• **GOAL**
Return every one of the items below word for word, leaving out the pictures.

★ ★ ★ ★

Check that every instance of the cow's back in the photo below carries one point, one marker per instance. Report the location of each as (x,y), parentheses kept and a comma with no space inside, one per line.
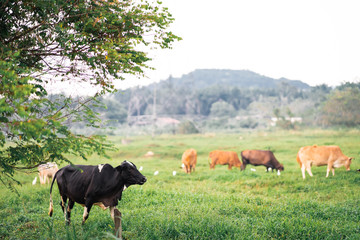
(224,157)
(319,155)
(257,157)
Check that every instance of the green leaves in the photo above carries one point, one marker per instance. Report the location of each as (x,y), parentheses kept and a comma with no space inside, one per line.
(96,42)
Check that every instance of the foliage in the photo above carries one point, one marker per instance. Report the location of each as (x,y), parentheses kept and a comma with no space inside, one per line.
(342,108)
(207,204)
(95,42)
(221,109)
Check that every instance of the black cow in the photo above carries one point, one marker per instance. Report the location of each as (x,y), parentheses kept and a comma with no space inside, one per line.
(100,185)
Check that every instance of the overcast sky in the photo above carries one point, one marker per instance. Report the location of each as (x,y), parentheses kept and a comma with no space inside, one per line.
(313,41)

★ ★ ★ ★

• **WRITTEN REPLY**
Check that every instance of the cow's back in the photo below carries one point, one marker per instance. Report the location of each as (x,y), parentheses kept and a comma with no space inside, one per line.
(224,157)
(319,155)
(257,157)
Check that every instance of the green leaves in the photo above carries one point, one marker per instance. Report the location of each as (x,y), parentheses kept and a comma with no space inside, one per line.
(96,42)
Check that every instance of the foliage in the photo above carries one point, one marker per instance. Report the location of each as (x,y), parentheses kept and a comma with no space inside, one per line.
(342,108)
(207,204)
(95,42)
(221,109)
Check that every instance of the black cow in the photo above carries one point, one marker per instance. Report the location of each as (x,y), parentheses kept and a comma with no space inside, one per line.
(100,185)
Check that every instance of the overcast sky in the photo above carries one point, one marker per instance. Report the location of each as (x,y), parentheses kept and a comma with no space inside, one per line.
(313,41)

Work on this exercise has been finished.